# Exercise materials
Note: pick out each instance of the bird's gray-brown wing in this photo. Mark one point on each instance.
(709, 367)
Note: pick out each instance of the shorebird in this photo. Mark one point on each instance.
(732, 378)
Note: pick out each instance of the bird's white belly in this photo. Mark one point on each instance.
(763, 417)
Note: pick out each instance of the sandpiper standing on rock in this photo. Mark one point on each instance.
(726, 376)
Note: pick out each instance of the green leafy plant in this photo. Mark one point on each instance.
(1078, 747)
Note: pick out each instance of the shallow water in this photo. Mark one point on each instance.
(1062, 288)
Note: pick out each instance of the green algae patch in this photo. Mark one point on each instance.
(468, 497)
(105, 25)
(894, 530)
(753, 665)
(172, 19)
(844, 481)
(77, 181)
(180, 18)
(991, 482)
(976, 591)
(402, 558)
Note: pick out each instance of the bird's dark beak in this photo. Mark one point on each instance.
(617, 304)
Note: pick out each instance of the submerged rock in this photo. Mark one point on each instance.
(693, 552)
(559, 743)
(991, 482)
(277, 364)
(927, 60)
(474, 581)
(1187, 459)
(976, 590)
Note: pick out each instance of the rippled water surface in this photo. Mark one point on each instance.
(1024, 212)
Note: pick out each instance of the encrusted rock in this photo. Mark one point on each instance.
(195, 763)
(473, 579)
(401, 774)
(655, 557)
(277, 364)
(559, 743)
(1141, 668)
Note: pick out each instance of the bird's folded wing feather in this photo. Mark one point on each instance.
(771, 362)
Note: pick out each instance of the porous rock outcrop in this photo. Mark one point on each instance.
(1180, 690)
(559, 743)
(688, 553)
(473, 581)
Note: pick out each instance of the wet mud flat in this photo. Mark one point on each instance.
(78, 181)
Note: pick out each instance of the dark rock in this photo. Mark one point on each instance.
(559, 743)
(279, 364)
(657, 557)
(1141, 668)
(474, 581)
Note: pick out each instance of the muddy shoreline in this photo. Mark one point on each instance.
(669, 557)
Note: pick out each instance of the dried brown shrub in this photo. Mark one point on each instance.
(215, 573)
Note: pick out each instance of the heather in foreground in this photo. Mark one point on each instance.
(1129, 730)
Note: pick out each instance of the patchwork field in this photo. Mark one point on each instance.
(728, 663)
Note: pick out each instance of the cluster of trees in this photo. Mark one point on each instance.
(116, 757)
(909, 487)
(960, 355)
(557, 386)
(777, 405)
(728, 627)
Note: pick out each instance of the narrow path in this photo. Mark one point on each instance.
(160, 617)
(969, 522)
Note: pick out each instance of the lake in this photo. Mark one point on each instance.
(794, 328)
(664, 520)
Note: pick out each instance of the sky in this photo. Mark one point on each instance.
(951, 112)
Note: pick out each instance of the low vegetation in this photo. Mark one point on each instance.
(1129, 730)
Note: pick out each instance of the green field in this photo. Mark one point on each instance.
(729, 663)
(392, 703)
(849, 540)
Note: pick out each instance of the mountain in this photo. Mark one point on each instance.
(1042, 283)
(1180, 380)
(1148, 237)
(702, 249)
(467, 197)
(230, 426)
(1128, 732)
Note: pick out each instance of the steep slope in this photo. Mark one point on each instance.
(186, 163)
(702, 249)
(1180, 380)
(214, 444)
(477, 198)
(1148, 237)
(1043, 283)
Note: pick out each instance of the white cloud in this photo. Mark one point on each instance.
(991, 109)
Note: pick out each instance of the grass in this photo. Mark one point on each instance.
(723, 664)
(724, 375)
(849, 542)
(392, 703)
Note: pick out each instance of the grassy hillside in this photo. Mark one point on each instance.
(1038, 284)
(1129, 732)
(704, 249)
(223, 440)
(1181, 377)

# What the exercise asks
Each line above is to be restated exactly as it stands.

# Response to this exercise
Note: pick out each instance of the bird's gray-brown wing in this photo. Mark one point on each instance.
(709, 367)
Note: pick out each instance of the shorebird in this photo. Mark one point on each instance.
(732, 378)
Note: pick out each instance of the bird's white belly in this photo. Mark one point on each instance.
(763, 417)
Note: pick out each instance of the sandpiper standing on rock in this photo. Mark one point on each instance.
(726, 376)
Note: pick out each instance of the green leafy plant in this photo. Mark one point on each instance.
(1078, 747)
Note: pick out each instance of the shallow water in this photo. Mark one point on each instance.
(1062, 288)
Note: pick out each instance of the green algae patch in this photo. Mark one point on each instance.
(468, 497)
(105, 25)
(894, 530)
(753, 665)
(172, 19)
(844, 481)
(77, 181)
(180, 18)
(991, 482)
(976, 591)
(402, 558)
Note: pick out each instance of the bird's dark beak in this photo. Mark one point on each instance.
(617, 304)
Note: pick out each instance of the submerged rock in this photo. Mark one point on each instance.
(693, 552)
(559, 743)
(991, 482)
(277, 364)
(927, 60)
(474, 581)
(1187, 459)
(976, 590)
Note: pick out each instance of the rippled water surface in this photo. Mark one point on each instance.
(1024, 212)
Note: pick out each instance of the encrusted rock in this photo. Mark one point on each instance.
(195, 763)
(473, 579)
(401, 774)
(655, 557)
(277, 364)
(559, 743)
(1141, 668)
Note: pick out each instance of the bird's folded wing feather in this photo. Mark one point on each instance.
(771, 362)
Note: pick out each instance of the porous rock outcrop in this photo. Mark one point on each instance.
(1180, 690)
(559, 743)
(688, 553)
(473, 581)
Note: pick out each instance of the wet mud flat in this photo. Mark one point on each instance.
(78, 181)
Note: pick out each instance of the dark rock in this photo. Mark one point on each instance.
(559, 743)
(279, 364)
(657, 557)
(1141, 668)
(474, 581)
Note: pick out each instance of the muddy shoreline in this photo. Mark one point on each instance.
(669, 557)
Note: pick out each instance of the dried brown shrub in this photo. Mark one point on each instance.
(215, 573)
Note: pick out each instance of the heather in foreground in this photo. Mark one point on each instance.
(1129, 730)
Note: pick out each instance of the patchwork field in this photo. Mark one point on each instance.
(728, 663)
Note: pick out each instance of the cluster of trees in this photo. Mark one point on each instance.
(116, 757)
(909, 487)
(960, 355)
(557, 386)
(777, 405)
(728, 627)
Note: pick out each instance of the narrow path in this photo. Mark one point on each instance.
(160, 617)
(969, 522)
Note: pick out each instance of the lake in this photo. Mark one point on each instance.
(794, 328)
(664, 520)
Note: pick out each instance of the sky in this photo. Mark one point on each instance.
(951, 112)
Note: pick out each instance of the low vegetation in this photo. Mark one point on each instance.
(1129, 730)
Note: pick out each instance of the green field in this photo. Mark one point on each instance.
(729, 663)
(392, 703)
(849, 540)
Note: pick out each instance of the mountain in this photo. Mark one point on each instance.
(1042, 283)
(1180, 380)
(1148, 237)
(702, 249)
(467, 197)
(230, 426)
(1128, 732)
Note: pick out each instance of the steep slope in this photo. Mark one point on each instance.
(186, 163)
(702, 249)
(1180, 380)
(214, 444)
(477, 198)
(1148, 237)
(1043, 283)
Note: pick out each instance of the white cloud in this photo. Mark one point on each instance.
(991, 109)
Note: pick out each instance of the grass in this photo. Mark one point on each instance.
(723, 664)
(724, 375)
(849, 542)
(392, 703)
Note: pick out each instance of the grassy hillside in this photo. Mark one point on each instance.
(1038, 284)
(1129, 732)
(704, 249)
(223, 440)
(1181, 377)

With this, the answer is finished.